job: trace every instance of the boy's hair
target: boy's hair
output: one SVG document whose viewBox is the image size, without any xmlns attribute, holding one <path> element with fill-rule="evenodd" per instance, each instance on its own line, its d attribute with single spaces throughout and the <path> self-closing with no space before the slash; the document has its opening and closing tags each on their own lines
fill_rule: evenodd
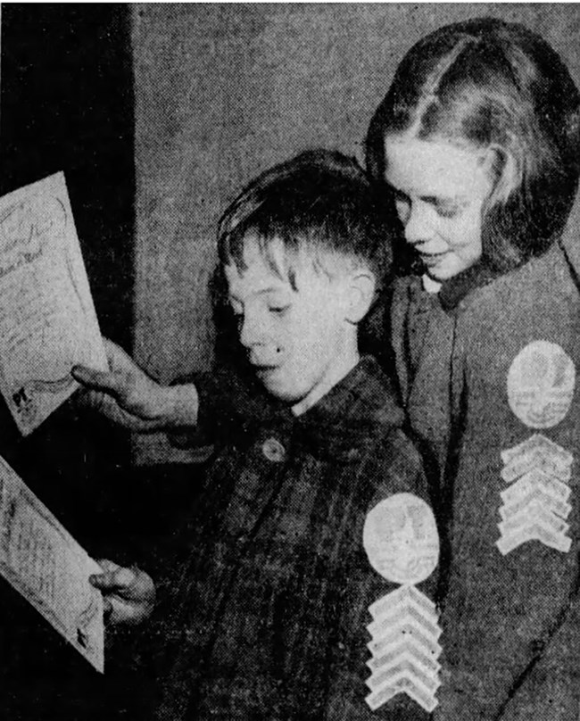
<svg viewBox="0 0 580 721">
<path fill-rule="evenodd" d="M 266 170 L 242 191 L 220 221 L 218 251 L 222 266 L 234 263 L 244 269 L 244 241 L 255 236 L 279 275 L 271 253 L 271 242 L 278 239 L 294 289 L 292 260 L 302 251 L 322 270 L 329 255 L 363 264 L 380 288 L 391 271 L 392 241 L 400 233 L 391 198 L 354 159 L 309 150 Z"/>
<path fill-rule="evenodd" d="M 510 269 L 563 229 L 578 183 L 579 107 L 568 70 L 539 36 L 490 18 L 448 25 L 399 65 L 370 123 L 368 168 L 384 178 L 388 135 L 493 152 L 483 255 Z"/>
</svg>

........

Present every line of the data above as a numbered list, leaving out blank lines and the pictures.

1. job: trace every instance of the boy's hair
2. target: boy's hair
3. output: one SVG document whose viewBox is the image size, without any xmlns attribute, holding one <path> element with fill-rule="evenodd" per instance, each instance on its own line, its d attribute with single spaces throughout and the <path> self-closing with no space before the slash; the document has its opening and closing tags each on their own lines
4. fill_rule: evenodd
5. <svg viewBox="0 0 580 721">
6. <path fill-rule="evenodd" d="M 266 170 L 242 191 L 220 221 L 218 251 L 222 266 L 234 263 L 244 269 L 244 241 L 255 236 L 279 275 L 271 253 L 271 242 L 278 239 L 294 289 L 292 260 L 302 251 L 322 270 L 329 255 L 363 264 L 380 288 L 391 271 L 392 241 L 400 233 L 391 198 L 354 159 L 309 150 Z"/>
7. <path fill-rule="evenodd" d="M 510 269 L 563 229 L 578 183 L 579 107 L 568 70 L 539 36 L 490 18 L 448 25 L 399 65 L 370 123 L 368 168 L 384 178 L 388 135 L 493 152 L 483 255 Z"/>
8. </svg>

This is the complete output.